■ Task objective: With no words added or dropped, transcribe the listing that follows.

--- Data under study Enclosed Below ---

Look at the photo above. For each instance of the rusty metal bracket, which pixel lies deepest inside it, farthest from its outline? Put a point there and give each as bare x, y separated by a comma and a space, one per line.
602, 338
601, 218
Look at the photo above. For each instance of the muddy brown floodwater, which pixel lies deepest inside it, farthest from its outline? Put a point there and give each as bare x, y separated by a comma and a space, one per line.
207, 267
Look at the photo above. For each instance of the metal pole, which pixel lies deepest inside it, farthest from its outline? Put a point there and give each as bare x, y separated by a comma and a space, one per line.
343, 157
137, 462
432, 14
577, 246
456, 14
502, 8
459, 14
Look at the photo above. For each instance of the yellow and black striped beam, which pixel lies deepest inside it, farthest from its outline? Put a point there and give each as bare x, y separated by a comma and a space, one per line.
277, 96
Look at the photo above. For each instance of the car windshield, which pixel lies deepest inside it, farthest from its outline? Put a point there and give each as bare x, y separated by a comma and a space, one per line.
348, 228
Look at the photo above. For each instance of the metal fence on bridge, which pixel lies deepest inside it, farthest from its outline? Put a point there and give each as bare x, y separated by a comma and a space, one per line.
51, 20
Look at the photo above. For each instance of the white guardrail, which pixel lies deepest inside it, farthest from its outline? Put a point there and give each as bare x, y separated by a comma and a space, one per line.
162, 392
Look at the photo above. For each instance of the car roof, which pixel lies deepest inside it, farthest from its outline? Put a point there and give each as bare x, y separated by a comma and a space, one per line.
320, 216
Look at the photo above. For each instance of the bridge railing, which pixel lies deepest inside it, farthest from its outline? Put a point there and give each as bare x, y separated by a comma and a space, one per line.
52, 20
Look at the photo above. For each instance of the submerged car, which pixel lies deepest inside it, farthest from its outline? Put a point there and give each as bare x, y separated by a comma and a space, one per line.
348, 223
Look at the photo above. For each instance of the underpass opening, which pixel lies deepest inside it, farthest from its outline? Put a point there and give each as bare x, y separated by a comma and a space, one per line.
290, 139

--- End of Enclosed Data under study ---

■ Reply:
Look at the photo above. For each instance of the rusty metal bracket, which pixel lies deepest inside it, farthest from its outline? Put a point there and give each as bare x, y separated by a comma and a space, one per line.
602, 338
601, 218
Look at the photo above. For each instance of the muddy brown floodwater, which pixel lies deepest inside it, farthest from its outline? Put a point there and give each as bare x, y separated by a comma and a space, one per line.
207, 267
Look at the photo above. For each instance of the metal pole, which pixel lies deepest inside it, farthest from its outline? Put a point there and give each as bare x, y separated by a comma and a space, one per line.
343, 157
137, 462
432, 14
577, 246
456, 14
502, 8
459, 14
Look at the photo above. For each instance of the yellow and black striped beam, which pixel lies deepest inside it, farthest from its outline? Put a point there and give each as bare x, y separated by a comma and a space, one per line.
277, 96
Look at the photo above. For each instance of the car windshield, which pixel lies deepest inside it, farthest from its outline? Put a point there and give each as bare x, y separated by a comma and a space, one per line.
348, 228
Look at the photo above. For each instance of the metal fence on bridge, which pixel lies deepest inside it, farthest from its outline? Put a point there and give each as bare x, y separated by a comma and a space, one per line.
51, 20
Look at the photo above. For each instance of the white guardrail, which pixel lies deepest inside it, farthest from its outline? Put a point there and give each as bare x, y separated by a comma and a space, one per line.
162, 392
Look at the photo above. For each instance of the car roof, which pixel lies deepest inside it, farthest from its outline? Put a point there and give each as bare x, y separated by a comma and a space, one per line.
320, 216
Look at the photo above. For each instance of the bridge railing, which pixel lies deepest inside it, farthest from its outline? Put a point there and give each as bare x, y separated by a comma and a space, one per line.
52, 20
Look at the photo above. For each instance of the submerged car, which pixel lies deepest inside it, farthest from its outline? Put a point there and give each as bare x, y separated by a comma and a space, one per line.
348, 223
Look at the photo above. For each instance of the underpass opening, which pixel lies deepest inside it, farthest from its outline? Put a point there and give each as bare x, y separated by a comma and a space, one per line.
290, 139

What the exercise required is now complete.